Data section
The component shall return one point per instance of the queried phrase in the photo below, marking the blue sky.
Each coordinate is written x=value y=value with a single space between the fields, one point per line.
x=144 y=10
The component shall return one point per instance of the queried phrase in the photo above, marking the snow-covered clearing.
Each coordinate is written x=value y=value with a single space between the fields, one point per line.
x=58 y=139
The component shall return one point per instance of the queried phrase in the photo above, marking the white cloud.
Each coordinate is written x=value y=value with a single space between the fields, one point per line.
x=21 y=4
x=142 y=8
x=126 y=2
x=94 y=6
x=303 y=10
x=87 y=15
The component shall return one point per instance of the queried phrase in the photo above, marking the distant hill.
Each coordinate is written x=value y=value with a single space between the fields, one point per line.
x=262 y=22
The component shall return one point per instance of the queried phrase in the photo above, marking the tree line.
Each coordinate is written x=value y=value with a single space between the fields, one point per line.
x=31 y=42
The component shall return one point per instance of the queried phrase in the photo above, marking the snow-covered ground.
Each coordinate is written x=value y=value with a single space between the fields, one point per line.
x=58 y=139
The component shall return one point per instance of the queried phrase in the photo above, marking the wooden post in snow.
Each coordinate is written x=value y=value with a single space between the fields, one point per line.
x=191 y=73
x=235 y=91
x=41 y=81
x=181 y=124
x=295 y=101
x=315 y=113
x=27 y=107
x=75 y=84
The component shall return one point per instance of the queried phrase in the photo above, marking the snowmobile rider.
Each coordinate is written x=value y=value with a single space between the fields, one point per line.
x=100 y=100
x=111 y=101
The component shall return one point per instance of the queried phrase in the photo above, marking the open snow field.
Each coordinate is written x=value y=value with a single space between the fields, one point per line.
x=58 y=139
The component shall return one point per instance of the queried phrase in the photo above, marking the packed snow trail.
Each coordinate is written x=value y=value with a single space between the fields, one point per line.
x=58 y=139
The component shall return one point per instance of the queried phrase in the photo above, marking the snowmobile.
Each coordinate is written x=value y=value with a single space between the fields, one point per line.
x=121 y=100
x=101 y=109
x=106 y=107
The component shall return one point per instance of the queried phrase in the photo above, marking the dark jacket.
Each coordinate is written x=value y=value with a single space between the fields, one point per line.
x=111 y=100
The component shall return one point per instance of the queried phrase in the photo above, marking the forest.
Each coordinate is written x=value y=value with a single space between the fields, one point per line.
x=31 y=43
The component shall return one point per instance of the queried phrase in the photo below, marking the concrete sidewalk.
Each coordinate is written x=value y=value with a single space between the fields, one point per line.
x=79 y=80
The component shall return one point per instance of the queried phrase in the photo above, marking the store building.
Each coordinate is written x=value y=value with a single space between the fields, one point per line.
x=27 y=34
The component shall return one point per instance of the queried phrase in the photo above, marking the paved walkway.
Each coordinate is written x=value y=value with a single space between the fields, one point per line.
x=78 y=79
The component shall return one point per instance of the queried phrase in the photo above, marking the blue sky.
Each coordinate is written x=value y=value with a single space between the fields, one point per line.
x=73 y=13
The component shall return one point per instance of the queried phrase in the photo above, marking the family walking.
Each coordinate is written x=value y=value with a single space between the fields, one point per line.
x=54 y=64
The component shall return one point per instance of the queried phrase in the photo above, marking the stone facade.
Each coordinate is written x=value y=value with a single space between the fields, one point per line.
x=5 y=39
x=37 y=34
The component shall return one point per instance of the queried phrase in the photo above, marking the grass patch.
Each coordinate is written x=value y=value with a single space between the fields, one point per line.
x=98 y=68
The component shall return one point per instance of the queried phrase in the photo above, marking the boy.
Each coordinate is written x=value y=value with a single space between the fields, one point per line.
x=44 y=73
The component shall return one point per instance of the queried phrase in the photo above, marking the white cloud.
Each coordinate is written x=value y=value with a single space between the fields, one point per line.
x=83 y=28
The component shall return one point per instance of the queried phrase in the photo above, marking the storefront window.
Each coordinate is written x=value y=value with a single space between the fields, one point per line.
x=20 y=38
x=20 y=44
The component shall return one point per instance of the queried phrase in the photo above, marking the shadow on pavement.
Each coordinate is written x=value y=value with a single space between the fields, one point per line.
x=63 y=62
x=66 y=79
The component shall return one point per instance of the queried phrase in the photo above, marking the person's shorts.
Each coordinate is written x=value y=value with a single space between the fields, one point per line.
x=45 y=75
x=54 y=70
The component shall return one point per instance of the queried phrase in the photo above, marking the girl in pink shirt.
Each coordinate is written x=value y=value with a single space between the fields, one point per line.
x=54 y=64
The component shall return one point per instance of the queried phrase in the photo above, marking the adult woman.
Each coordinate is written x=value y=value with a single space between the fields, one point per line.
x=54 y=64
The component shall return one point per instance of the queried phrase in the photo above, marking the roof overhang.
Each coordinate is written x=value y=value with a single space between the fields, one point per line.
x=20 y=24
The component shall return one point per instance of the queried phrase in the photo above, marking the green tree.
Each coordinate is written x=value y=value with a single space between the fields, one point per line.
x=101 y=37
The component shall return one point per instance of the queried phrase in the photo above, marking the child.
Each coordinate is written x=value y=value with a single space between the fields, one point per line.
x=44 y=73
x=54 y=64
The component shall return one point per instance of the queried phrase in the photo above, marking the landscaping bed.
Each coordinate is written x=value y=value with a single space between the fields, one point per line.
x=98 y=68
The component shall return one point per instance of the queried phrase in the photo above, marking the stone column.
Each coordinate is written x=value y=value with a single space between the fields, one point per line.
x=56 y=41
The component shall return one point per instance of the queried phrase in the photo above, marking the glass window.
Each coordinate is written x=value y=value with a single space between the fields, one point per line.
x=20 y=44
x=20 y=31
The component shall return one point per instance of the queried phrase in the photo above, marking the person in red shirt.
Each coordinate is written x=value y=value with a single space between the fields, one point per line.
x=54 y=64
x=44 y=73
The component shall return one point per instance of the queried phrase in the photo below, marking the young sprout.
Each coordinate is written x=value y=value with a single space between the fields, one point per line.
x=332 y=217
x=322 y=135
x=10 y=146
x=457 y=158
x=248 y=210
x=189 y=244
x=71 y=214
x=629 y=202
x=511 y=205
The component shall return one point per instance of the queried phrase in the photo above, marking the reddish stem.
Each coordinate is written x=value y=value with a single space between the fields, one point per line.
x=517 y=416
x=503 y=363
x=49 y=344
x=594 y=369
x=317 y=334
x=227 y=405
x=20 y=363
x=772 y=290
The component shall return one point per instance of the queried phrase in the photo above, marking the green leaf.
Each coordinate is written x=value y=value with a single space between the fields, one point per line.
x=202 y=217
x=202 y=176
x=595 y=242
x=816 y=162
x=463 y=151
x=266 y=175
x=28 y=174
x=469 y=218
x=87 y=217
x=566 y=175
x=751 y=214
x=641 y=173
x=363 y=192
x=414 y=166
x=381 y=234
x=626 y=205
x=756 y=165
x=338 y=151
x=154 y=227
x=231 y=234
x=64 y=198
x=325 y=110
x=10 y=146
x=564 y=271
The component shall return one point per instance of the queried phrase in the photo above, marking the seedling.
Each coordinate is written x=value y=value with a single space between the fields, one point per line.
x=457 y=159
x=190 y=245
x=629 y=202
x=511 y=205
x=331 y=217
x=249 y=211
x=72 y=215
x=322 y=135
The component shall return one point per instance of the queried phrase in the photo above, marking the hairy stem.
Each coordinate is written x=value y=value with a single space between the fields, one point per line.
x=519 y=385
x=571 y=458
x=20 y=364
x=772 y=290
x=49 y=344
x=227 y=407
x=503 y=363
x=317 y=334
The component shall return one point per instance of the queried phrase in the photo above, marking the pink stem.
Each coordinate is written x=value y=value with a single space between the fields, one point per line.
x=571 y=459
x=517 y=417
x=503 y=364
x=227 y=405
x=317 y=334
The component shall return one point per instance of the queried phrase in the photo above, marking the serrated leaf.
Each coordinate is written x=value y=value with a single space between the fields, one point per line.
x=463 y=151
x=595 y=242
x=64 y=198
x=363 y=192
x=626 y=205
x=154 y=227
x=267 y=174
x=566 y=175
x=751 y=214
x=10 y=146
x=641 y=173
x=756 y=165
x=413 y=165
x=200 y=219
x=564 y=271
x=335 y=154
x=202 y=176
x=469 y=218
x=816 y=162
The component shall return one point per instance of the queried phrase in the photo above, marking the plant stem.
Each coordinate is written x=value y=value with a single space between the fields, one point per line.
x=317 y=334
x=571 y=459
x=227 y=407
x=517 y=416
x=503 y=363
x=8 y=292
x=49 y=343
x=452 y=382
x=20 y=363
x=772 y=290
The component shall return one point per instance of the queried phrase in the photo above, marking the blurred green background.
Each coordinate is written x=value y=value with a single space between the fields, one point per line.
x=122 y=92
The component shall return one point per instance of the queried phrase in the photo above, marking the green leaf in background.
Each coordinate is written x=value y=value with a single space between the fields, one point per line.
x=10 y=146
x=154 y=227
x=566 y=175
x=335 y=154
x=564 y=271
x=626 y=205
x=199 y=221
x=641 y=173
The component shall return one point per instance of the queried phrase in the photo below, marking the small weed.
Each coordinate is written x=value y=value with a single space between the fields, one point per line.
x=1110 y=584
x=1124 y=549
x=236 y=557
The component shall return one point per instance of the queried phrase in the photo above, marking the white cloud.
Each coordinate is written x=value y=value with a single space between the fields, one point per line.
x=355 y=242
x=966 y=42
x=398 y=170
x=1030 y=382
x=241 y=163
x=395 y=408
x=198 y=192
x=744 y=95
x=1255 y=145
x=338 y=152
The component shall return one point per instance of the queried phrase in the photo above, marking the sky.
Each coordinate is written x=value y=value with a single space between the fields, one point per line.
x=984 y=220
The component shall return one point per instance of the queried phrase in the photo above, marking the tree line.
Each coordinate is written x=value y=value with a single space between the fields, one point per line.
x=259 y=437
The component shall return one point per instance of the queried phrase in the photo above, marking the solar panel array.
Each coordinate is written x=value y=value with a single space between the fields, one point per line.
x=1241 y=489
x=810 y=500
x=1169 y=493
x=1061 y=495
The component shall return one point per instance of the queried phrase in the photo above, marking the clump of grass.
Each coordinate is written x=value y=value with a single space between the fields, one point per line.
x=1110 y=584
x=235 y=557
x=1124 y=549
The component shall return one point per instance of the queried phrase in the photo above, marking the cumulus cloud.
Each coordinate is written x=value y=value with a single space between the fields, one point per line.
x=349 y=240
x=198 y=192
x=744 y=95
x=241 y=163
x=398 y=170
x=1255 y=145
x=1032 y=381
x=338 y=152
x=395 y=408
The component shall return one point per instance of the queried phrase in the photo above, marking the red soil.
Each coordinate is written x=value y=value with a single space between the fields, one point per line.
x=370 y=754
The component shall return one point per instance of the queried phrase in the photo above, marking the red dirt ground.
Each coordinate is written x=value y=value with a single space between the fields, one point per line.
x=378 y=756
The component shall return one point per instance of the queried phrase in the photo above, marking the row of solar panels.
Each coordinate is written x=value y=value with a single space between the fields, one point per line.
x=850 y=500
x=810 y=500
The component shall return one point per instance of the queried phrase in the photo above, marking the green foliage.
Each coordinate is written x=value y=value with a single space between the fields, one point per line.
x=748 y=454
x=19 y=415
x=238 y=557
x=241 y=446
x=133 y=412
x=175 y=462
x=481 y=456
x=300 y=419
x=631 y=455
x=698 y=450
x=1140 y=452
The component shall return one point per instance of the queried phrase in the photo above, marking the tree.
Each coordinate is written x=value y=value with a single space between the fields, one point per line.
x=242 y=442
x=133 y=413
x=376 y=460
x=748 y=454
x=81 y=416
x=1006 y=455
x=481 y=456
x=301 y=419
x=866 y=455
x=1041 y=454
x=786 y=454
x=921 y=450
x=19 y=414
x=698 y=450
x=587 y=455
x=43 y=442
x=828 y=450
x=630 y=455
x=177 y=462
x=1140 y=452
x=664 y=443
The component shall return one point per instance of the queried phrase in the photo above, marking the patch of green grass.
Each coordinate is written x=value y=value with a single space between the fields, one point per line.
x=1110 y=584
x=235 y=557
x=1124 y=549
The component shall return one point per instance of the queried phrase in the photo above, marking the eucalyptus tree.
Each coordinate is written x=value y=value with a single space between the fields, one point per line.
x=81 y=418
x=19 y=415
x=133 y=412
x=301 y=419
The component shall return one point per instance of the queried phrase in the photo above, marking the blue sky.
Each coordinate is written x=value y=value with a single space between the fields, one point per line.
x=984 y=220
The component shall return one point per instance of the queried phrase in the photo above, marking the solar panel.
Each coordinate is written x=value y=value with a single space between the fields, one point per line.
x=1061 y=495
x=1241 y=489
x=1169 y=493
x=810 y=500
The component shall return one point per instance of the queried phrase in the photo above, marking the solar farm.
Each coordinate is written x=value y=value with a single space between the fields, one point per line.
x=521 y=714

Requirement
The range runs from the line above containing "marking the child." to the line containing "the young sprout.", inclusive. Restate those lines word for word and no others.

Written solution
The component shall return one point per instance of the queried phrase in the photo above, marking the child.
Each coordinate is written x=value y=value with a single space between the fields, one point per line.
x=44 y=73
x=54 y=64
The component shall return one point per instance of the queried phrase in the photo above, marking the landscaping bed.
Each coordinate is written x=value y=value with a single space between the fields, one point per line.
x=98 y=68
The component shall return one point per instance of the queried phrase in the photo above, marking the stone column.
Each coordinate is written x=value y=value with a single space between the fields, one point per line.
x=56 y=41
The component shall return one point per instance of the queried phrase in the photo above, marking the glass window.
Each coordinate is written x=value y=value with a single space between the fields, one point per line.
x=20 y=44
x=20 y=31
The component shall return one point per instance of the queried phrase in the photo above, marking the person in red shirt.
Each coordinate is written x=value y=value with a single space between the fields, one point per line.
x=54 y=64
x=44 y=73
The component shall return one point per instance of the queried phrase in the photo below, marking the young sprout.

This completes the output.